─── DATA SECTION ───

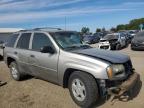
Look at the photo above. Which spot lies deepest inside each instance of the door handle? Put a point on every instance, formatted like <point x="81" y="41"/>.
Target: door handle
<point x="15" y="53"/>
<point x="32" y="56"/>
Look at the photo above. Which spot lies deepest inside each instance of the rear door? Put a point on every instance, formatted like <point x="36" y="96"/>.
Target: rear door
<point x="43" y="65"/>
<point x="22" y="51"/>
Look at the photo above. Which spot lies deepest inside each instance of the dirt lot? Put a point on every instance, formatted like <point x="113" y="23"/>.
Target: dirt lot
<point x="36" y="93"/>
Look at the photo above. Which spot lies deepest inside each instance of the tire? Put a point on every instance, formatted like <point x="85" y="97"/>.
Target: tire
<point x="16" y="75"/>
<point x="118" y="47"/>
<point x="1" y="58"/>
<point x="87" y="87"/>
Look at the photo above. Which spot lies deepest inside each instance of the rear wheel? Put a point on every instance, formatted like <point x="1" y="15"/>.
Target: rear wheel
<point x="83" y="89"/>
<point x="16" y="75"/>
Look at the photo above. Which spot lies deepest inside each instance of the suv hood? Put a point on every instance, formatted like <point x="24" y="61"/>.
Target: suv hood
<point x="110" y="56"/>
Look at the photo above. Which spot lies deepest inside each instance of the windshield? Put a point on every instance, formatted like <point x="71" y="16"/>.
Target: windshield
<point x="68" y="40"/>
<point x="140" y="34"/>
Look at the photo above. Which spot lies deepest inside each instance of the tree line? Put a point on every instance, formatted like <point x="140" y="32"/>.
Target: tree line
<point x="132" y="25"/>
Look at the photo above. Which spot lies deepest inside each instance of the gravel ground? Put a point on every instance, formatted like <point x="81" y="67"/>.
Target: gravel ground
<point x="36" y="93"/>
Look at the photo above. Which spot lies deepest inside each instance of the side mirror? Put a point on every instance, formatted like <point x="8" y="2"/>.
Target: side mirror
<point x="2" y="46"/>
<point x="47" y="49"/>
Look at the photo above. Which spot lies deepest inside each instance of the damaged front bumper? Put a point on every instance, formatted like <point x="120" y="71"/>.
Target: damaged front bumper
<point x="124" y="86"/>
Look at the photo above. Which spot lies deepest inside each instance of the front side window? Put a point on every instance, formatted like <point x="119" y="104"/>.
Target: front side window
<point x="40" y="40"/>
<point x="11" y="41"/>
<point x="24" y="40"/>
<point x="68" y="40"/>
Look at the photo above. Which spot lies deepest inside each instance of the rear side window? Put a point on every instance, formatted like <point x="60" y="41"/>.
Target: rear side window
<point x="24" y="40"/>
<point x="40" y="40"/>
<point x="11" y="41"/>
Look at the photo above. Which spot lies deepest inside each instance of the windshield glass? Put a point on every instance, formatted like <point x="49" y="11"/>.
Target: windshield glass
<point x="140" y="34"/>
<point x="68" y="40"/>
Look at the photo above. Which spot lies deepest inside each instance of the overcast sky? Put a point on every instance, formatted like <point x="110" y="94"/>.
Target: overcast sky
<point x="78" y="13"/>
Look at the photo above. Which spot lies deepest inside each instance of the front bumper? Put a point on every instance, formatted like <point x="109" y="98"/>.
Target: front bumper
<point x="124" y="86"/>
<point x="137" y="46"/>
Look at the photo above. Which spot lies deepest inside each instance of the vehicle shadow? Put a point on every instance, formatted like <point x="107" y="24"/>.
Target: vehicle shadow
<point x="27" y="77"/>
<point x="127" y="96"/>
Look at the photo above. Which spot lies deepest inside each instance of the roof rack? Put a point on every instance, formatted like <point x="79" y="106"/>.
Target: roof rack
<point x="47" y="28"/>
<point x="44" y="28"/>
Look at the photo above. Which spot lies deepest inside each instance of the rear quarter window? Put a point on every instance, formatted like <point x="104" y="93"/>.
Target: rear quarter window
<point x="12" y="39"/>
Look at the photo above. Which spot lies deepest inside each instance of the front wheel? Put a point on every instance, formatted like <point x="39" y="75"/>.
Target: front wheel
<point x="83" y="89"/>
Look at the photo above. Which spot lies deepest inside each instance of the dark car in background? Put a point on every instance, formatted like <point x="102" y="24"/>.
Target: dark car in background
<point x="91" y="39"/>
<point x="138" y="41"/>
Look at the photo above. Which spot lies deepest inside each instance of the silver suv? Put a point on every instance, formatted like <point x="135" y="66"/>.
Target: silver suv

───

» **TASK DETAILS**:
Reproduce the part of the listing that opens with the line containing "the front wheel?" and runs through the end of the listing, including the requests. Multiply every point coordinate in the answers by 1.1 and round to whole numbers with halves rounded up, but leave the numbers in the requests and their format samples unchanged.

» **COMPLETED TASK**:
Look at the photo above. Which spot lies deepest inside each instance of the front wheel? Put a point on every instance, formatted like <point x="39" y="75"/>.
Target: front wheel
<point x="91" y="98"/>
Look at the photo above. Which spot lies deepest inside each instance of the dark car in background? Put a point on every instance, formatted like <point x="102" y="24"/>.
Target: dark car in background
<point x="100" y="43"/>
<point x="152" y="45"/>
Look at the photo above. Which spot lies deepest inside each instance of the silver suv? Put a point on every instance, formatted like <point x="135" y="66"/>.
Target: silver suv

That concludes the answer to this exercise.